C.B.S. Venkataramana, Hyderabad
Sir — One cannot but praise the manner in which J. Jayalalithaa has rebuffed the overt blackmailing tactics adopted by the striking state employees in Tamil Nadu. Since India achieved independence, the bloated public sector, which boasts of low productivity but high salaries, has been an impediment to the overall development of the country. The apex court’s judgment not only lends credence to the initiative taken by Jayalalithaa, but also ensures that the arm-twisting policies of the trade unions will now become a thing of the past. As is their wont, Marxists will try to defy the judgment. But it is for the respective state governments to tackle the red menace. Under no circumstances should they compromise on public interest.
Tapan Das Gupta, Calcutta
Sir — The apex court of India has taken some path-breaking judgments. Its latest on striking government employees offer some hope at last to the long-suffering law-abiding tax payer.

§ **Entries provided**
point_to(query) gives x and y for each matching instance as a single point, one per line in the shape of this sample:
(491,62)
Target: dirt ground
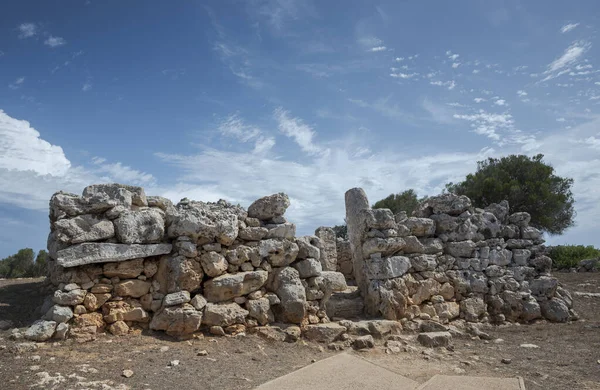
(567,357)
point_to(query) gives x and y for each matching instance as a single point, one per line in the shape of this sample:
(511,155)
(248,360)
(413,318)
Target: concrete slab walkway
(348,372)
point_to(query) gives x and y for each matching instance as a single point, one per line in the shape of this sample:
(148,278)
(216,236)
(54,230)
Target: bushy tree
(403,201)
(528,183)
(17,265)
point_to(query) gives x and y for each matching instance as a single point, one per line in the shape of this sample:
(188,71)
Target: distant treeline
(24,264)
(569,256)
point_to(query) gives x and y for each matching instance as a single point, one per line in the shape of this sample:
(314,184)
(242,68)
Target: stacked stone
(121,261)
(452,260)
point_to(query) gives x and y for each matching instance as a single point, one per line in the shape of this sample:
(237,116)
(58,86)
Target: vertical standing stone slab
(328,248)
(356,200)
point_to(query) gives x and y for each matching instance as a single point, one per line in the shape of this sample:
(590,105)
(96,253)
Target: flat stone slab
(451,382)
(90,253)
(341,372)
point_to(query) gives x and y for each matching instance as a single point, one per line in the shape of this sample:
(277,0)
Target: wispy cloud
(296,129)
(53,41)
(27,30)
(568,27)
(17,83)
(570,57)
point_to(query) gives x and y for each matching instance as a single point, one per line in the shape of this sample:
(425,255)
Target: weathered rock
(520,219)
(385,246)
(279,253)
(420,227)
(83,228)
(128,269)
(89,253)
(140,227)
(269,206)
(260,309)
(213,264)
(387,268)
(224,314)
(218,221)
(253,233)
(40,331)
(461,248)
(229,286)
(308,268)
(434,339)
(176,298)
(71,298)
(364,342)
(288,287)
(177,320)
(119,194)
(285,230)
(323,333)
(450,204)
(327,247)
(472,308)
(132,288)
(59,314)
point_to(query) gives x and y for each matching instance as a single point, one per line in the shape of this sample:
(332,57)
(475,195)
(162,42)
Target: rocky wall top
(450,259)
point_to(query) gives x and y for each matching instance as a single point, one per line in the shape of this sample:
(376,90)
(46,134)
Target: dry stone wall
(451,260)
(123,261)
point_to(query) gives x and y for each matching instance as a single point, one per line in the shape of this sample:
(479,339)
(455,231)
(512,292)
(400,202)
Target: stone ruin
(123,262)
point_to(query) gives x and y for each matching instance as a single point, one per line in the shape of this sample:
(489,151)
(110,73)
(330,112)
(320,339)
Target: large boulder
(177,320)
(83,228)
(40,330)
(207,221)
(128,269)
(140,227)
(119,194)
(287,285)
(229,286)
(269,207)
(387,267)
(279,253)
(89,253)
(224,314)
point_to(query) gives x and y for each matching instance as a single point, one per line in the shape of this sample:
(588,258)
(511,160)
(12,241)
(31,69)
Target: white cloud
(378,48)
(27,30)
(569,58)
(488,124)
(296,129)
(17,83)
(53,41)
(404,75)
(449,84)
(568,27)
(234,126)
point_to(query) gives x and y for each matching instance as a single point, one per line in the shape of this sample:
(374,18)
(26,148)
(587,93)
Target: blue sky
(241,99)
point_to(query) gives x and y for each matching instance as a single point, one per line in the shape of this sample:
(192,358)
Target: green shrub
(569,256)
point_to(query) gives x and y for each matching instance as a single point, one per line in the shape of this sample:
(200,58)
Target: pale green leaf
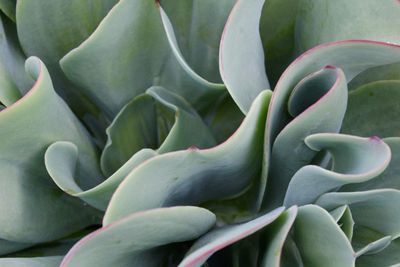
(140,238)
(220,238)
(195,176)
(320,240)
(241,56)
(354,160)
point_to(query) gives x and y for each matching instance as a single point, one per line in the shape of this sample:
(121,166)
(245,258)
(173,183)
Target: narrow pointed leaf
(195,176)
(220,238)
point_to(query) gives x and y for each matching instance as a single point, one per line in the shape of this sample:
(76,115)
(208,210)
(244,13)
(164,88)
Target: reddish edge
(90,236)
(311,51)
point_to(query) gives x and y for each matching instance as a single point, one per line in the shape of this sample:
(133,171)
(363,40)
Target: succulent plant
(199,133)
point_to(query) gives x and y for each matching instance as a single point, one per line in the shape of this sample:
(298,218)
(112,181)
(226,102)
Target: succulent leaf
(320,240)
(220,238)
(195,176)
(139,239)
(241,46)
(32,199)
(31,262)
(364,115)
(354,160)
(310,103)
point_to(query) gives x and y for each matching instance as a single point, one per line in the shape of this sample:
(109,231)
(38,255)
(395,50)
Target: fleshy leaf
(275,238)
(198,37)
(277,29)
(366,106)
(352,56)
(31,262)
(61,159)
(139,239)
(225,119)
(375,247)
(112,79)
(8,8)
(355,160)
(342,215)
(9,246)
(320,240)
(241,56)
(50,29)
(390,178)
(157,120)
(178,54)
(33,208)
(220,238)
(70,25)
(389,256)
(195,176)
(311,104)
(337,22)
(12,57)
(376,209)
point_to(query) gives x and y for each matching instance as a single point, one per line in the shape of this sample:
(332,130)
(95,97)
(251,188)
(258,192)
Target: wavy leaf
(275,237)
(139,239)
(8,8)
(389,256)
(376,209)
(241,46)
(112,79)
(366,106)
(12,58)
(342,215)
(195,176)
(178,54)
(313,28)
(31,262)
(389,178)
(310,103)
(158,120)
(7,247)
(198,37)
(33,208)
(352,56)
(277,27)
(220,238)
(61,163)
(70,25)
(355,160)
(320,240)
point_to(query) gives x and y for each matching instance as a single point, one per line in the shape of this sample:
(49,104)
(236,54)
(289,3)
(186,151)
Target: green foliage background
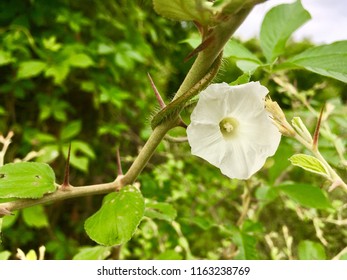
(76,71)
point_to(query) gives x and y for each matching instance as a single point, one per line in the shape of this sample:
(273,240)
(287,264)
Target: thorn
(119,164)
(316,132)
(157,94)
(182,123)
(66,183)
(200,48)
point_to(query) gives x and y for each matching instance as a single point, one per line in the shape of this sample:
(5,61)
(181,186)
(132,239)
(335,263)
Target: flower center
(228,127)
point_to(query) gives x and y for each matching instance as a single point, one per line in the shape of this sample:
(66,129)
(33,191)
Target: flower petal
(256,137)
(206,142)
(210,108)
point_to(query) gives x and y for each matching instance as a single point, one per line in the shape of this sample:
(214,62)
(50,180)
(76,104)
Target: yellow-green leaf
(30,69)
(118,218)
(26,180)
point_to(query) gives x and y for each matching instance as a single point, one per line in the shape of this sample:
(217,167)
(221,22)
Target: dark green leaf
(309,250)
(4,255)
(118,218)
(327,60)
(306,195)
(26,180)
(71,130)
(278,25)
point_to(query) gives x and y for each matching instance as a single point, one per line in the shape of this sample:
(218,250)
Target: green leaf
(309,250)
(59,72)
(93,253)
(30,69)
(327,60)
(105,49)
(278,25)
(35,216)
(309,163)
(4,255)
(161,211)
(118,218)
(306,195)
(8,221)
(169,255)
(26,180)
(246,244)
(80,60)
(71,130)
(243,79)
(183,10)
(5,57)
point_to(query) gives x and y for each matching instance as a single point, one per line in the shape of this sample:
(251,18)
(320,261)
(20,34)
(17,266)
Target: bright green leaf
(239,51)
(278,25)
(309,163)
(105,49)
(169,255)
(309,250)
(306,195)
(4,255)
(26,180)
(80,60)
(183,10)
(327,60)
(118,218)
(161,211)
(5,57)
(8,221)
(35,216)
(93,253)
(30,69)
(243,79)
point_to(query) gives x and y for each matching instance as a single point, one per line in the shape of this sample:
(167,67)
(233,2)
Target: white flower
(231,129)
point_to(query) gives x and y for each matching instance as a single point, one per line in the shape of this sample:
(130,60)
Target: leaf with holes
(26,180)
(118,218)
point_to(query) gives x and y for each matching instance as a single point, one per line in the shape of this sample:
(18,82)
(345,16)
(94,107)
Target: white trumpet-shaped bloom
(231,129)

§ **Exercise**
Rewrite the letters on the striking employees from "Tapan Das Gupta, Calcutta" up to and including "law-abiding tax payer.", substituting "landmark" for "path-breaking".

§ **Solution for this exercise**
Tapan Das Gupta, Calcutta
Sir — The apex court of India has taken some landmark judgments. Its latest on striking government employees offer some hope at last to the long-suffering law-abiding tax payer.